— BEGIN EXTRACT PROVIDED —

In Uganda, amnesty for an alleged Lord’s Resistance Army commander, Thomas Kwoyelo, by the country’s High Court has raised questions regarding the future of transitional justice there.  Kwoyelo had been the first person charged by the International Crimes Division of the High Court for murder and other acts allegedly committed during nearly two decades of attacks by LRA forces on civilians in Uganda and the Democratic Republic of Congo (detailed background here).  Although the grant of amnesty was upheld on appeal, the attorney general has appealed again to the Supreme Court.  Many LRA rebels were granted amnesty under the Amnesty Act of 2000, but Kwoyelo had been denied without explanation when he applied. [Sunday MonitorBBCRNW]  Other LRA leaders indicted by the International Criminal Court have yet to be captured (Kwoyelo is not sought by the ICC). [ICC]

Kwoyelo’s trial on charges of grave breaches of the Geneva Conventions began in July 2011 (see HRW report here).  As reported by Human Rights Watch:

Kwoyelo’s defense counsel signalled to the court that they would raise three preliminary objections to the trial. One would be in regard to the state’s failure to apply Uganda’s Amnesty Law to Kwoyelo, although thousands of other LRA combatants have been granted amnesty under the act. The second would be to the fact that they had yet to receive full disclosure of the prosecution file, including exculpatory evidence. The third would be to the application of the Geneva Conventions Act to Kwoyelo’s alleged conduct.

— END EXTRACT PROVIDED —

**PROBLEM DETAILS**
Go on with the text on Thomas Kwoyelo's amnesty from its last sentence. The material after this text comes from a separate source.

— BEGIN GIVEN MATERIAL —

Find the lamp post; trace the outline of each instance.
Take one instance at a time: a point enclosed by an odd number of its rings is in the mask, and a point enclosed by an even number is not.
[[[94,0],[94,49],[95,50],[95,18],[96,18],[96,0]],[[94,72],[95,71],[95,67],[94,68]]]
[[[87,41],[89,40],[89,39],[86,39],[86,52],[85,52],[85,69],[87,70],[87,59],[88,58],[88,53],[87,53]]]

— END GIVEN MATERIAL —

**ANSWER TO THIS TASK**
[HRW] The International Crimes Division then sought an interpretation of these issues by the appellate court, which ruled on September 22 that Kwoyelo was entitled to amnesty under the law and as a matter of equal protection.  When the prosecution sought a stay of the order to release him, on November 10, the appeals court confirmed its September ruling  and held Kwoyelo should be freed.  Recently, when Kwoyelo remained in custody despite the court’s order, the International Crime Division of the High Court urged the public prosecutor to apply the amnesty and set him free. [AllAfricaJustice and Reconciliation; Yahoo;  Insight on Conflict]

As reported by the Justice and Reconciliation Project, residents in Kwoyelo’s hometown in northern Uganda who identify Kwoyelo “as the face of the LRA” blamed him for the atrocities committed there and “feel strongly that he should not return and fear his presence in the area.”  Further, the Project reports, “victims expressed frustration over inconsistent dealings with the ICD and a lack of communication about current developments in Kwoyelo’s case”. [JRP]

“Col. Kwoyelo rearrested within minutes of his release by High Court in Gulu,” Acholi Times, 14 Nov. 2011

“Col. Kwoyelo rearrested within minutes of his release by High Court in Gulu,” Acholi Times, 14 Nov. 2011
http://www.acholitimes.com/index.php?option=com_content&view=article&id=511%3Acol-kwoyelo-rearrested-within-minutes-of-his-release-by-high-court-in-gulu&catid=8%3Afront-news&Itemid=95

By Livingstone David Okumu

Uncertainty swept through the courtroom in Gulu High Court on Friday after former LRA Colonel Thomas Kwoyelo was whisked away under tight security to Gulu prison minutes after the International Crimes Division directed that he be set freed immediately. Col Kwoyelo, who was facing 53 counts of war crimes and crimes against humanity, was officially set free at 11:30 am after a 2 hour delay on Friday 11 November 2011.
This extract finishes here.